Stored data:
--*--

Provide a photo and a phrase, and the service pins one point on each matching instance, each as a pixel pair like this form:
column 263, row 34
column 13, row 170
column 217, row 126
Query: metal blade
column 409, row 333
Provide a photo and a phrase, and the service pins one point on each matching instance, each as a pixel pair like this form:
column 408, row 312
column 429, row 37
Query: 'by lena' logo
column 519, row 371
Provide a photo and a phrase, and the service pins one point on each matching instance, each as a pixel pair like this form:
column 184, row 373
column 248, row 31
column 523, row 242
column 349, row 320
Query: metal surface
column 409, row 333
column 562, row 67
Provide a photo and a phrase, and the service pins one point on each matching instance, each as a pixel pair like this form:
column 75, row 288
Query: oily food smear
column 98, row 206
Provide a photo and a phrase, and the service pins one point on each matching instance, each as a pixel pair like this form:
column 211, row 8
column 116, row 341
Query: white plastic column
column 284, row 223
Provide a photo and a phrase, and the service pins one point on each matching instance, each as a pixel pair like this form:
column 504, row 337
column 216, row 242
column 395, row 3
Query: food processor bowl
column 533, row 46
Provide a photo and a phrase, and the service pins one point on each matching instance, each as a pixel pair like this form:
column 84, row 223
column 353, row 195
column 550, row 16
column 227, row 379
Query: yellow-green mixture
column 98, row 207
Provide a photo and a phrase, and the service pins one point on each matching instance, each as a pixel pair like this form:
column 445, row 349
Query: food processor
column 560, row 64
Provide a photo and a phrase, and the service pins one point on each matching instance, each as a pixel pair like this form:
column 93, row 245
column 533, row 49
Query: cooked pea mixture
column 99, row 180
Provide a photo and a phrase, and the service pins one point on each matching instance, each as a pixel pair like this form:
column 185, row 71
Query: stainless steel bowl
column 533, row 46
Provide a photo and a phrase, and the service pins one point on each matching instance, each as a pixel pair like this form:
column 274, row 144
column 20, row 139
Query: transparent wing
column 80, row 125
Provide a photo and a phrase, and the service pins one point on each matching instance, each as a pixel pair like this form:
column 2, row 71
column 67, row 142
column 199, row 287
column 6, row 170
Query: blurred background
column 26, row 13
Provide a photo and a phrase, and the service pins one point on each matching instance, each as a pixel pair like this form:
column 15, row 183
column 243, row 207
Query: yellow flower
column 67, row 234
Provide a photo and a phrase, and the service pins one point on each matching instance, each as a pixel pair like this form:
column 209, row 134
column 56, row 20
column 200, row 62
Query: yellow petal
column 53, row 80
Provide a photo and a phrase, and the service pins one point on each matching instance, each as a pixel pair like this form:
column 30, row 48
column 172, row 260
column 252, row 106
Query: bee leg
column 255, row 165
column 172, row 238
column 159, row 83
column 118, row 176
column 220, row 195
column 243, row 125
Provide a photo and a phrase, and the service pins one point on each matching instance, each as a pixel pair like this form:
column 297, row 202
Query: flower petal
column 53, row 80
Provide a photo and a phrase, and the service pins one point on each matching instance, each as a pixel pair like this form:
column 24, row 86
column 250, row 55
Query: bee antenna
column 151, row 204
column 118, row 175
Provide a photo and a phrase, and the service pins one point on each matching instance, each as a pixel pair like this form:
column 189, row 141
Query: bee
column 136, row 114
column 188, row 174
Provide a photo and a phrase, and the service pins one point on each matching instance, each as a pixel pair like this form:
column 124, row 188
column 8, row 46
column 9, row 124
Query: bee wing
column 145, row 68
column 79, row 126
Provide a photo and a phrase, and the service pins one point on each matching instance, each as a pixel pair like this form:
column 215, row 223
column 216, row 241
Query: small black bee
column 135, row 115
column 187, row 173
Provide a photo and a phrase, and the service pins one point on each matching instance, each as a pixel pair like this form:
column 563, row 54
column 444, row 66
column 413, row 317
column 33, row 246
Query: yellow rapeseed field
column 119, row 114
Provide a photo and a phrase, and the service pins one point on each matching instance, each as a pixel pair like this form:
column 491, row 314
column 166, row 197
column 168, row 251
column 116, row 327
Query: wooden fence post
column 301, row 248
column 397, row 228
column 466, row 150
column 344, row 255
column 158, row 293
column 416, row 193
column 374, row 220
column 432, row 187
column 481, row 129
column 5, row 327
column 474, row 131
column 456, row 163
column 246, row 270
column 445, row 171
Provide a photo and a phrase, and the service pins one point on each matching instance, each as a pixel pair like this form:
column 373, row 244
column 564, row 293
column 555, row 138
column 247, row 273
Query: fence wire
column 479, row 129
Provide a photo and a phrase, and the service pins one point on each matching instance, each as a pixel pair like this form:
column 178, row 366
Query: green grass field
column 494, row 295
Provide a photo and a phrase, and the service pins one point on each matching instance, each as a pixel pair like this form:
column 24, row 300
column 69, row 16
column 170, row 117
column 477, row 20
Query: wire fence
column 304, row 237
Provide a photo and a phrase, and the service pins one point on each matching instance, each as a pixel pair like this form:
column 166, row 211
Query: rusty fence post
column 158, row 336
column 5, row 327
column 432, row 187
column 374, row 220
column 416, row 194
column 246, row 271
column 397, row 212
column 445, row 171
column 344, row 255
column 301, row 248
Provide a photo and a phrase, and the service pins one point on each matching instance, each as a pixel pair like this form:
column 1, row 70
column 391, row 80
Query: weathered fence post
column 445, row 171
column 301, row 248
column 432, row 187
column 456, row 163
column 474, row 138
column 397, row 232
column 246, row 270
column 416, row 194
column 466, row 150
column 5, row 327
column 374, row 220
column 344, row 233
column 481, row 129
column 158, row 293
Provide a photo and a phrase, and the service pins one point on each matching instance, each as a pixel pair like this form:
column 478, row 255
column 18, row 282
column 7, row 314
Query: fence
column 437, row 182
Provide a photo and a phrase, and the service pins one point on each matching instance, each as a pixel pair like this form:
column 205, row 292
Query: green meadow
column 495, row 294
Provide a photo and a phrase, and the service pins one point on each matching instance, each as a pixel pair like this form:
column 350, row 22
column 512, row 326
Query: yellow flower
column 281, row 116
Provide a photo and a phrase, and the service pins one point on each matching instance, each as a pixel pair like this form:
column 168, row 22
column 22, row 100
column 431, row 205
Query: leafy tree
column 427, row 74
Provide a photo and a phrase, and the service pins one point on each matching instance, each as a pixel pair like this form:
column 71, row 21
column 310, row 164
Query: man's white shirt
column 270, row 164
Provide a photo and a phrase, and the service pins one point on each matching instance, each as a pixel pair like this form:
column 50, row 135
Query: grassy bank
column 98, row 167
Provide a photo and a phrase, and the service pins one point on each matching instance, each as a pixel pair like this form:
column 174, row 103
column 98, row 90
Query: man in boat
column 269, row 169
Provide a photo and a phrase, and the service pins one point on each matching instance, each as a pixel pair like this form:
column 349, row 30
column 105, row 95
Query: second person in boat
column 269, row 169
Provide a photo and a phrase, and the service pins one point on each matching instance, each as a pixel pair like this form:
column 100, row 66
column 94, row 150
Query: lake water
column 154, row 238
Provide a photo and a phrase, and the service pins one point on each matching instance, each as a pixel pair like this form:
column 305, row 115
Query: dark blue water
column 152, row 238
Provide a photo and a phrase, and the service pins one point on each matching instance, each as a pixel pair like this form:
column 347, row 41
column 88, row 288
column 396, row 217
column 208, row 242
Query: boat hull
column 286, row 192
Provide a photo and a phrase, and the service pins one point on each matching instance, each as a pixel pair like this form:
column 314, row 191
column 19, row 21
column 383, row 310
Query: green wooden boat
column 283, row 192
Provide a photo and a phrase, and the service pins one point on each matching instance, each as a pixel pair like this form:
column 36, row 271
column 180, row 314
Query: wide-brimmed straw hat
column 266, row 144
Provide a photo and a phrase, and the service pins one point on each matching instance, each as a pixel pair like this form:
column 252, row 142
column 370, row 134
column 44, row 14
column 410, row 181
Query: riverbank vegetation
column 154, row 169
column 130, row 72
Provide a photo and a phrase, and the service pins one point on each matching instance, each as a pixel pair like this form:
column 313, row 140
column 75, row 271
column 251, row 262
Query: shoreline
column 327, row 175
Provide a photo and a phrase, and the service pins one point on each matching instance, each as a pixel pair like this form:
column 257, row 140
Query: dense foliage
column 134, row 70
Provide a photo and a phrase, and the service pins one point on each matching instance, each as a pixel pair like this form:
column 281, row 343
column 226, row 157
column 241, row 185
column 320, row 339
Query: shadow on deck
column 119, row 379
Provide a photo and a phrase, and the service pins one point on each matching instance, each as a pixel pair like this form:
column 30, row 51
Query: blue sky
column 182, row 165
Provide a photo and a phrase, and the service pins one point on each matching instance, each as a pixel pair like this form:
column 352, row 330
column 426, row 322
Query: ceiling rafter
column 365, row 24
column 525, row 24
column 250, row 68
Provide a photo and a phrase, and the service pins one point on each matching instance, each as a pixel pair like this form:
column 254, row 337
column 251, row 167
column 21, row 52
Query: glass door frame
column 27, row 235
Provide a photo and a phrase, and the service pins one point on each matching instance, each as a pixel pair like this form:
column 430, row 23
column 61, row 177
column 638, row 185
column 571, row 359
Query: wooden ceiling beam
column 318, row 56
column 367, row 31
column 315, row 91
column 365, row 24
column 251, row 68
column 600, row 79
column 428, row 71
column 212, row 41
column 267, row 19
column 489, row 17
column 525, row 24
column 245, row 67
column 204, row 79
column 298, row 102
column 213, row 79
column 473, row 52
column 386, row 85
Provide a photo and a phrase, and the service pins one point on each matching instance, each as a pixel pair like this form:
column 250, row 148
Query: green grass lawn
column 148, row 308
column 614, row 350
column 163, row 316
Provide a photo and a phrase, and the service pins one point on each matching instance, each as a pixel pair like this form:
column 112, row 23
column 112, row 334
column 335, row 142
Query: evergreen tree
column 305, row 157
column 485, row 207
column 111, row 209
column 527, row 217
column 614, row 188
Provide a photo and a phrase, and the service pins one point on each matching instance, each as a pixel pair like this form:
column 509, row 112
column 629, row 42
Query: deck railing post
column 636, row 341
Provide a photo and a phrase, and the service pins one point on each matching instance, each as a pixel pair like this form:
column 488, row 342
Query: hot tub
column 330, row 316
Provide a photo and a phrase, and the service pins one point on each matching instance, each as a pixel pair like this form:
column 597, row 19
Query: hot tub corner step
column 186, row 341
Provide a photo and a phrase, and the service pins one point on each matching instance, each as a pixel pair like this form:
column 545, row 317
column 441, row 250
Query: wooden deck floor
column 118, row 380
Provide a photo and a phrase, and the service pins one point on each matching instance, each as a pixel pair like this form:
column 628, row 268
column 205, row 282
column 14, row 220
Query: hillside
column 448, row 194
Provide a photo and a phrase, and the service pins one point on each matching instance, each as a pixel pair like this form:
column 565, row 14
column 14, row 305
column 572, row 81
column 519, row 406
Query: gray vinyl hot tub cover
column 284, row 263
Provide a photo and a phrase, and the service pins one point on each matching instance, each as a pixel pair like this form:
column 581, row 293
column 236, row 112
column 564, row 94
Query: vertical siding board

--*--

### Brief
The output should be exactly the lines above from the line containing "column 251, row 262" to the line containing "column 226, row 157", inclusive, with no other lines.

### Output below
column 251, row 262
Query: shoreline
column 327, row 175
Provide a photo and a phrase, and the service pins one point on each matching instance, each as a pixel pair like this form:
column 257, row 140
Query: dense foliage
column 134, row 70
Provide a photo and a phrase, and the service pins one point on each matching instance, each as a pixel pair like this form:
column 281, row 343
column 226, row 157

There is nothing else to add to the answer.